:: RECORDS PROVIDED
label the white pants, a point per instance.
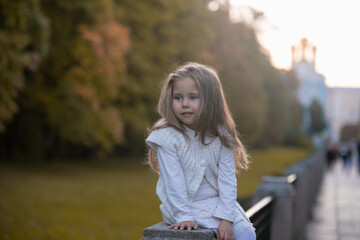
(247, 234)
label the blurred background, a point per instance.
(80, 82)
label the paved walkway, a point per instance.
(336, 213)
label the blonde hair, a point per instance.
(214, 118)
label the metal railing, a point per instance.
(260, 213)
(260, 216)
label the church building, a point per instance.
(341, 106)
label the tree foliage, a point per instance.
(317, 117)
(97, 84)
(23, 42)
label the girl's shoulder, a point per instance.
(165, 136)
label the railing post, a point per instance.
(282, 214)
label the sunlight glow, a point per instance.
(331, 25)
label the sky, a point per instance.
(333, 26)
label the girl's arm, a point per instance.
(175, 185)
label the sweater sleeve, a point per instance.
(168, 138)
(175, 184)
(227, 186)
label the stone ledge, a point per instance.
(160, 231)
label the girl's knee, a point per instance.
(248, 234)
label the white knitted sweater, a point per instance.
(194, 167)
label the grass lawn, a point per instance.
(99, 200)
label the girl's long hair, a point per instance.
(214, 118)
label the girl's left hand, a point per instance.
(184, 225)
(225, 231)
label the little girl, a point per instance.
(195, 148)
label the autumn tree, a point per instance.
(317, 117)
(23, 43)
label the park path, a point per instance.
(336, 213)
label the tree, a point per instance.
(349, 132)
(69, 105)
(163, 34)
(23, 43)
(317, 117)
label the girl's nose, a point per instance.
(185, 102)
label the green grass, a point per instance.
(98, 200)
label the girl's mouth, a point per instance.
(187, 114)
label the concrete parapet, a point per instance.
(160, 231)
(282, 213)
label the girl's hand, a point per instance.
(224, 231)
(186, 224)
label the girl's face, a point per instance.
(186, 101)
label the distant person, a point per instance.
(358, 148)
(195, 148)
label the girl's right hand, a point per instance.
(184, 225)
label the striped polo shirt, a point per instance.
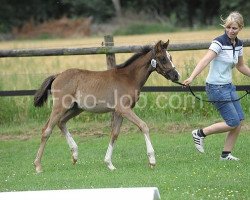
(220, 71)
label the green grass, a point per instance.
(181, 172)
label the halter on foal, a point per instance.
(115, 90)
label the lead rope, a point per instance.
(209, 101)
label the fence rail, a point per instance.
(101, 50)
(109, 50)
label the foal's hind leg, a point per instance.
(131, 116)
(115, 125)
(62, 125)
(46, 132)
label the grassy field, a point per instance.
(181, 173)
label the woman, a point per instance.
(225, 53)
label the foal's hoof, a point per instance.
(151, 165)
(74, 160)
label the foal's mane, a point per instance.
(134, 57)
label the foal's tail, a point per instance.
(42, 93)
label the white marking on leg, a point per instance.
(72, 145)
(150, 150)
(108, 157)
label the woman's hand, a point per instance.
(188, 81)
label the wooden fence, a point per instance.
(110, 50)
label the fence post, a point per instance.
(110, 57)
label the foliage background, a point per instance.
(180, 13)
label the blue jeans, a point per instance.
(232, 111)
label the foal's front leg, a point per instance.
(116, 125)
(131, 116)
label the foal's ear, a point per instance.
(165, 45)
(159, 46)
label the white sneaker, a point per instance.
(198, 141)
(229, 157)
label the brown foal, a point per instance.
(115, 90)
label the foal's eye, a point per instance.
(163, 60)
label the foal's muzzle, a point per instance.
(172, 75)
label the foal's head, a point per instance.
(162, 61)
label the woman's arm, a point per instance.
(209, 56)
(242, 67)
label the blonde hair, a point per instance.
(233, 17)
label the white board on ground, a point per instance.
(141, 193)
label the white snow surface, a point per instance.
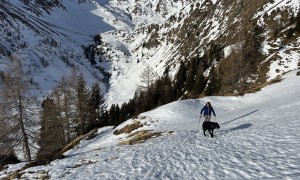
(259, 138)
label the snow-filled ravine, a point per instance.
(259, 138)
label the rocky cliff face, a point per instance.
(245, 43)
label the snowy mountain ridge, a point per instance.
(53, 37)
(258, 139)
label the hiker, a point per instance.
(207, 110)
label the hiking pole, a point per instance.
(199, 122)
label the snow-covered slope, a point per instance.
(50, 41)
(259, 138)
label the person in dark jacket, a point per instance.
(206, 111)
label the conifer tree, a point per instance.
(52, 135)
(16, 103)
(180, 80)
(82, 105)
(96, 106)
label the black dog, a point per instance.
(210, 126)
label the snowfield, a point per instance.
::::
--- GIVEN TASK ---
Can you quote everything in the records from the line containing "label the hiking pole, a point per instance." down to the last line, keeping both ends?

--- RESPONSE TO THIS TASK ---
label the hiking pole, a point per instance.
(199, 122)
label the snow-covered slope, a point per instance.
(50, 41)
(259, 138)
label the person in dark jacket, a point per instance.
(206, 111)
label the conifer tree, a point per instance.
(52, 135)
(16, 103)
(180, 80)
(82, 105)
(96, 106)
label the black dog, a point per instance.
(210, 126)
label the snowfield, a point per instance.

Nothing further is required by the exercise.